_GIVEN PROBLEM_: Please extend the article about defenseman Brock Krygier, starting right after its last sentence.

** begin SELECTED EXTRACT **

(Photo: Gabrielle Mercer/WCSN)
As graduate defenseman Brock Krygier watched on in last Saturday’s game, the Sun Devils had built a steady 3-0 lead over the Southern New Hampshire University Penmen in the second period. It was the team’s second game in Oceanside Ice Arena, a smaller venue at risk of bursting at the seams after reaching its 747-person capacity, and the crowd comprised of those lucky enough to make it inside watched on as the flagship program settled into its new home.
Krygier’s shift had started, and he climbed onto the ice to do what he has done best for three – going on four – years of playing collegiate hockey: limit the offensive opportunities of the opposition.
However, with 13 minutes remaining in the period, Krygier found himself in an unfamiliar, but welcomed position. He had just received the feed from freshman forward Jordan Masters and reared back ready to fire on goal.
As the puck hit the back of the net, the culmination of cheers and Motley Crew’s “Shout at the Devil” blared through the jam-packed arena. The Devils had just increased their lead to four, and more importantly, Krygier, the Michigan State transfer, had just scored his first collegiate goal.
“Obviously it’s always nice to score goals, that’s what all the little kids and everyone wants to do,” Krygier said. “But I know my role is primarily a stay-at-home defenseman, I keep the puck out of our net first.”
It had been two years since Krygier had recorded his first point as a member of the Michigan State Spartans, an assist against Boston University on Oct. 26, 2013. That year, he had played in 35 games as a redshirt sophomore and made an impact immediately. His plus-four rating led the team and he became the first freshman since Chris Bogas in 1993 to lead the team in plus/minus efficiency. The accolades started to pile up on the ice, but to his advantage, Krygier was just as strong in the classroom as he was in skates.
While the struggle of balancing sports and school isn’t for the faint of heart, Krygier thrived in the position and was recognized with All-Big Ten Academic and Big Ten Distinguished Scholar honors in his second year. He continued to turn heads in his third and final year in East Lansing, earning a GPA over 3.7 and yet another Big Ten Distinguished Scholar nod.
After three years with the Spartans, Krygier was able to earn his bachelor’s degree and start exploring masters programs at various institutions throughout the country.

** end SELECTED EXTRACT **
** begin ENTRIES **

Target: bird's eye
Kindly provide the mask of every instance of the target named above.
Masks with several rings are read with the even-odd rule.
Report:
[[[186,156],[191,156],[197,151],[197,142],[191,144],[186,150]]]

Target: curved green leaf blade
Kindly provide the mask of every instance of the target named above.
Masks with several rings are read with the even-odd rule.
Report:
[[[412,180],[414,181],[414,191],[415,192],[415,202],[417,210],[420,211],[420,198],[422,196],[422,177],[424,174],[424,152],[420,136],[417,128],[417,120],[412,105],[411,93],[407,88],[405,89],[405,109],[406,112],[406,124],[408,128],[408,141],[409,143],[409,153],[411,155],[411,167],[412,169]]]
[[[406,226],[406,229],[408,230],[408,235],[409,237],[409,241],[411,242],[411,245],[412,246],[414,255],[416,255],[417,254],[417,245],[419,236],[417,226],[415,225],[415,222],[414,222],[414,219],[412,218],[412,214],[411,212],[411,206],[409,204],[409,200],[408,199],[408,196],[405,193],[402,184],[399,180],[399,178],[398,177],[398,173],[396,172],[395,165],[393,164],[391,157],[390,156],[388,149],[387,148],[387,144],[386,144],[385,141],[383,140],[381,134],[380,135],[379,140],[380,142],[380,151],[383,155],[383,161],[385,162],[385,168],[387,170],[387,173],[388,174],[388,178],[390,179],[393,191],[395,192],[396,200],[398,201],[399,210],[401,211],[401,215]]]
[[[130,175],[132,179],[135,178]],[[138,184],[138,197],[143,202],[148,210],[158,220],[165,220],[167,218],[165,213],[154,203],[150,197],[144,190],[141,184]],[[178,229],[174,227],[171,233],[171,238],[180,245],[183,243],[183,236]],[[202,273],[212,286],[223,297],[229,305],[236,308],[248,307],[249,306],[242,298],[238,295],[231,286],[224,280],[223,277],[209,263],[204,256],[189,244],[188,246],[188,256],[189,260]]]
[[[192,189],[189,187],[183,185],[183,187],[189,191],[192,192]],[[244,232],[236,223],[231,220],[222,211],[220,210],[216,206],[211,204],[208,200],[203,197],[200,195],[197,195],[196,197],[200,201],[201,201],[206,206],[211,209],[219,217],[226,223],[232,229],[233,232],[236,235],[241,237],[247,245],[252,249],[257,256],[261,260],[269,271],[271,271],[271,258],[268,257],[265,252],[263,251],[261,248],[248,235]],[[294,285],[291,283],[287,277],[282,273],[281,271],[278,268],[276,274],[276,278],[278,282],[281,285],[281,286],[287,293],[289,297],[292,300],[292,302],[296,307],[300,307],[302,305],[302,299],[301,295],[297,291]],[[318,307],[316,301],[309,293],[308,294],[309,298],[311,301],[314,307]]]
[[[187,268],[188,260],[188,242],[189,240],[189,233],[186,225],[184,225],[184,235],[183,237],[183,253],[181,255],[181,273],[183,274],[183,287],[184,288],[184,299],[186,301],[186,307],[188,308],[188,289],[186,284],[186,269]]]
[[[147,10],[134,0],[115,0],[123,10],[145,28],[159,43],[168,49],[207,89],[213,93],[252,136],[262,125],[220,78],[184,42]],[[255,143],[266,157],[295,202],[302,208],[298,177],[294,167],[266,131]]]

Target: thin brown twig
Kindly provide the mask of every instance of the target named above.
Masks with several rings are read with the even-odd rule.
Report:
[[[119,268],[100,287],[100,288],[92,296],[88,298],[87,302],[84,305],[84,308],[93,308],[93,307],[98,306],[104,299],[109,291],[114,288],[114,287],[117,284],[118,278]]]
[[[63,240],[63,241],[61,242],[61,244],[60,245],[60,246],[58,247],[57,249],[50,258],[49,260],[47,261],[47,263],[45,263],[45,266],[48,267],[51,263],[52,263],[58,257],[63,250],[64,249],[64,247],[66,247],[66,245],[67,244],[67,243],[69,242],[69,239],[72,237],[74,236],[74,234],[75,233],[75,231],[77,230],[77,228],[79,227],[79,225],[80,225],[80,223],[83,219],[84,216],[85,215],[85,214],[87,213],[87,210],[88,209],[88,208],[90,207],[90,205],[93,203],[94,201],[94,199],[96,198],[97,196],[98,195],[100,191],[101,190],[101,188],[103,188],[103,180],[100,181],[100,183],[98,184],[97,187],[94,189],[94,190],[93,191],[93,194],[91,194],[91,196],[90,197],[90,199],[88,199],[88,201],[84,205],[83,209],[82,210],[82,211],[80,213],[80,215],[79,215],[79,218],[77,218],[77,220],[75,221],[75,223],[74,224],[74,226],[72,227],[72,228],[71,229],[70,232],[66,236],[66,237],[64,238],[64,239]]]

** end ENTRIES **

_EXERCISE OUTPUT_:
“I wouldn’t have been able to transfer anywhere and play right away if I didn’t earn my degree,” Krygier said. “So once you earn a degree and you start a masters program, then you can go to a different school to pursue whatever masters program you’re interested in. So if it’s not offered at Michigan State, or if they have a different type of program, there is all those different options.
“Because I earned my degree, I was able to look at different programs throughout the country and find which masters program suited me in my educational goals and ultimately career goals down the road.”
It just so happened that an opportunity to help lead a Division I program in its inaugural season paired with a masters program he found suitable was too much for Krygier to pass up.
Krygier decided he would transfer to Arizona State on Apr. 15, 2015 to play out his last two years of eligibility.
“I think it’s just a really unique opportunity, obviously being an inaugural program in its inaugural season I’m going to be a part of something that very few hockey players or even college athletes get to be a part of,” Krygier said. “Very few get to start a program, the last one was Penn State, and we played against them when I was at Michigan State, I just thought that would be such a cool opportunity.
“Really just getting to set the foundation for a program to come, obviously it’s a big-time Pac-12 school, similar to sort of like the Big Ten, how there is a ton of students and a ton of interest in hockey, so to be able to come in there and really set the foundation and get the program rolling I thought that was an opportunity I couldn’t pass up.”
This time around, though, Krygier wouldn’t be the “youngest player to,” or have very many “career firsts.” Instead, he would be helping to mold the next wave of players to carry the legacy that he places such a high importance on. He would play the role of mentor, and everything that he learned at Michigan State would prove to be pivotal in what he would be expected to contribute to this team.
His dedication to his role on the ice, dedication to the goals of this team and dedication to leading by example just comes with the territory at this point in his career.
“I think I’ve used a lot of my experience in my time at Michigan State to help me with that,” Krygier said. “I had great mentors, great captains, great upperclassman while I was at Michigan State, guys that really showed me how to treat the younger guys, how to compete and do well at the NCAA level.
“So I just tried to be a sponge and take in as much information, experience and just what they had to say and what they did, I tried to take all that in just so when I became an upperclassman, I’d be able to give that down to younger guys.”
Through eight games this season, Krygier has amassed two total points on one goal and one assist and is tied for third on the team with eight blocks on the defensive side.
However, his presence isn’t just seen through the points or any other statistic. It’s much deeper than that. The expectation is that he do all he can to leave a lasting impact on the foundation long after he has moved on, long after he is blocking shots or playing alongside fellow defenseman Joey Raats.
“He [Krygier] has had a positive impact,” head coach Greg Powers said. “He’s experienced and he’s just a level-headed kid. He brings a nice steady presence to us in the room and on the ice and on the bench. He’s a great student and a good influence on all our guys.”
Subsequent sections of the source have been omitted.